Entries from a point annotation set »
--- BEGIN ---

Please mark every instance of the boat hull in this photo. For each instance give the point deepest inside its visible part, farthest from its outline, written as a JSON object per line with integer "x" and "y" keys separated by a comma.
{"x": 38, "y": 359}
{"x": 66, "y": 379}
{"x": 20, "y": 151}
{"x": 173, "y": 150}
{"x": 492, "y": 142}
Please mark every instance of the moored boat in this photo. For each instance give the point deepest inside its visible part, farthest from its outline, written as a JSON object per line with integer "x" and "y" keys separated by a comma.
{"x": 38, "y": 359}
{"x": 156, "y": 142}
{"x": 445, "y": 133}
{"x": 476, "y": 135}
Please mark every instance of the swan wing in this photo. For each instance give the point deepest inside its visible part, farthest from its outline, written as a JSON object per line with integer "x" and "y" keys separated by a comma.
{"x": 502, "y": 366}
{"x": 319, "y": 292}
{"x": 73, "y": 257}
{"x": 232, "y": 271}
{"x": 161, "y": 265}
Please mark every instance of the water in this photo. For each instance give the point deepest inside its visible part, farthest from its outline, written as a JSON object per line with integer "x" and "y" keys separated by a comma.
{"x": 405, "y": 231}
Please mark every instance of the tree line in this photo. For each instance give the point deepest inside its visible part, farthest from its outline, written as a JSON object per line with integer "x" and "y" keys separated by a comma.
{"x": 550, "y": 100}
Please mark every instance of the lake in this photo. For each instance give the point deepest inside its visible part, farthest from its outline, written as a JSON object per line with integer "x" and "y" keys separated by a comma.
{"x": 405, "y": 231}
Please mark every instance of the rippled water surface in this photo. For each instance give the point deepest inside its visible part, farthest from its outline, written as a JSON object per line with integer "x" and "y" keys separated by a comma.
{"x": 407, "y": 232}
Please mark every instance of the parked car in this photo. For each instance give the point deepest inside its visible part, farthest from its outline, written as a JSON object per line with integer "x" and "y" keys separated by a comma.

--- END ---

STATED TASK » Rewrite every line of the entries, starting at the line containing "Please mark every instance of the water" and ending at the last line of the entries. Multiply each x and y coordinate value by 0.2 and round it to a whole number, rounding halves up, and leave all other text unchanged.

RESPONSE TO THE TASK »
Please mark every instance of the water in this photo. For each instance give the point deepest inside its visible part, farthest from its outline, written as a JSON object per line with integer "x" and "y" keys separated by a comma.
{"x": 81, "y": 46}
Please mark every instance of the tree line in this photo. For each instance give the point deepest inside its visible part, farthest from its outline, written as a JSON object per line with integer "x" and "y" keys separated by a comma.
{"x": 110, "y": 20}
Please mark every instance of the lake in this photo. For each instance give the point deepest inside its visible part, farthest from its outline, written as a JSON object per line with integer "x" and "y" keys separated by a comma.
{"x": 81, "y": 46}
Please mark every instance of the rippled water surface in this photo. For each instance give the point deepest inside its visible part, farthest from its outline, written as a JSON object per line with integer "x" and "y" keys separated by a comma.
{"x": 81, "y": 46}
Please mark every instance of the parked car in this photo. For each instance give the point deepest inside its visible part, farthest from its outline, written as a JSON object per line with integer "x" and "y" keys separated by a comma.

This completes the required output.